• _Selection_
________________________

Believe me or not Unity 3D will be the next hype in the indie game industry and once you have discovered this tool and exported your 3D scenes to your iPhone, Android or even Flash (thanks to the new Molehill support) you will understand why. But that’s not the point of our discussion 😉 There is a topic that comes very often in forums concerning the export/import of textures in Unity 3D: how to export 3D objects or geometry made with Blender (up to 2.5) in Unity with textures? Yes with textures… The problem is that the workflow is not very clear and often textures are missing what is pretty annoying because once imported in Unity 3D you will need to assign them manually over the Material options… it’s a real pain but fortunately there is a nice solution…

Let’s get started!

Prerequisite:

You will need to download following software to be able to realize this tutorial:

  1. Blender 2.5 (http://www.blender.org/download/get-blender/)
  2. Unity 3D 3.5 (will also work on 3.4.2) (http://unity3d.com/unity/download/)
  3. Autodesk FBX Converter (http://usa.autodesk.com/adsk/servlet/pc/item?siteID=123112&id=10775855)

Good knowledge of UV Unwrap and modeling with Blender, but don’t panic you will be able to download the final textured files.

Step 1: Open Blender and build a simple 3D model

This won’t be the house of your dream, but just a simple grungy 3D house.

As you will see our house is composed by two objects: the roof (I’ve simplified it) and the building part that will contain windows and a door.

 

Select the object (let’s say the roof) and go into Edit Mode and UV Unwrap to get the single unwrapped texture. Depending on your model, you will need to put some seams in order to get a nice unwrap. Save the unwrapped parts as a picture and edit it in your favorite painting program like Photoshop.

You will have these two textures:

Texture 1: a door, a wall and two windows

Texture 2: the roof (very simplified!)

After a few minutes of modeling and texturing, our nice house is finished. To polish your textures you can apply a small blur on it and put some shadows in order to give more volume. This trick is used in almost every 3D game you’ve played.

Note: For the purpose of this tutorial I have built a house with two textures. Why? To show one option you shouldn’t miss when exporting out of Blender.

House model in Blender

Step 2: Export preparation

So now we have finished modeling our house. In order to simplify the export and the import into Unity 3D, I always remove the Lamp and the Camera from the Blender scene.

Notice the removed lamp and camera

Now go into Object Mode and select (Shift + Right Mouse Button) the roof and the building part. You have now selected each object of the scene thus forming the house.

________________________

• _Dataset excerpts_
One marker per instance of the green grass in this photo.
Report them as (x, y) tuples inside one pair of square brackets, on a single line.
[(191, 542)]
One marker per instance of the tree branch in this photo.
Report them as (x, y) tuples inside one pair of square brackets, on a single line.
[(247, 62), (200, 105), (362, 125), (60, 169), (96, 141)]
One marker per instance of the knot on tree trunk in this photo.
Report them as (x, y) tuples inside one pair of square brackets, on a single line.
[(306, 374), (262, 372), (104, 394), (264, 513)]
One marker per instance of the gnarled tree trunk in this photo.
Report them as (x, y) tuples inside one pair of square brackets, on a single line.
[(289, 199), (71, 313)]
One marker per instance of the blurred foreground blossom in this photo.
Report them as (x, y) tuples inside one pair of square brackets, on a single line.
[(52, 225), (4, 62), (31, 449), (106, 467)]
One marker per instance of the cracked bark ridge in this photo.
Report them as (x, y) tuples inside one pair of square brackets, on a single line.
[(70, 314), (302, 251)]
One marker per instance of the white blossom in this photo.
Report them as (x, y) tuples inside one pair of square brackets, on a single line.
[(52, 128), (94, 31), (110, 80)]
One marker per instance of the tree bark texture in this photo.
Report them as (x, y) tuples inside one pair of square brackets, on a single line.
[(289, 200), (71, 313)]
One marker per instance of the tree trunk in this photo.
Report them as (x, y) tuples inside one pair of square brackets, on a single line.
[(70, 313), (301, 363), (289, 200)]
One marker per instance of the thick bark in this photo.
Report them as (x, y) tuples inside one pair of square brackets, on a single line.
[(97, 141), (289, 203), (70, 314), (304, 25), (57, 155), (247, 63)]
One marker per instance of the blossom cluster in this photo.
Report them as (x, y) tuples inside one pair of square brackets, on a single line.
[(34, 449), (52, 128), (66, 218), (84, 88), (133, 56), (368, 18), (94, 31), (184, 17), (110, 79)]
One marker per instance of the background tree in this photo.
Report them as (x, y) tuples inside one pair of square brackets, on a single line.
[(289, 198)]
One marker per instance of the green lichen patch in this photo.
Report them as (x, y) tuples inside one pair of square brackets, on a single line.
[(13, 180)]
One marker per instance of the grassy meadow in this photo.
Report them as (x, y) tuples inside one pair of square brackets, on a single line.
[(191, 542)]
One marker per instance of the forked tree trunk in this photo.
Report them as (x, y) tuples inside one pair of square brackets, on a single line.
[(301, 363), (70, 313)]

________________________

• _Problem set_
1. In the Blender-to-Unity texture tutorial, rewrite the stretch from "Step 2: Export" through "the Blender scene.", changing "house" to "cottage".
2. Summarize the tutorial on exporting textured Blender models to Unity 3D in two sentences.
3. Answer these questions from the Blender-to-Unity tutorial:
(a) Which converter is listed among the required software?
(b) What two objects make up the house?
(c) What does the author remove from the Blender scene before exporting?

• _The solutions_
1.
Step 2: Export preparation

So now we have finished modeling our cottage. In order to simplify the export and the import into Unity 3D, I always remove the Lamp and the Camera from the Blender scene.

2. The tutorial shows how to bring 3D objects made in Blender into Unity 3D with their textures intact, since textures are often missing after import and must otherwise be assigned by hand. It lists the required software (Blender 2.5, Unity 3D 3.5 and Autodesk FBX Converter), walks through modeling and UV-unwrapping a simple house with two textures, and prepares the export by removing the lamp and camera and selecting both objects in Object Mode.

3.
(a) Autodesk FBX Converter
(b) The roof and the building part
(c) The Lamp and the Camera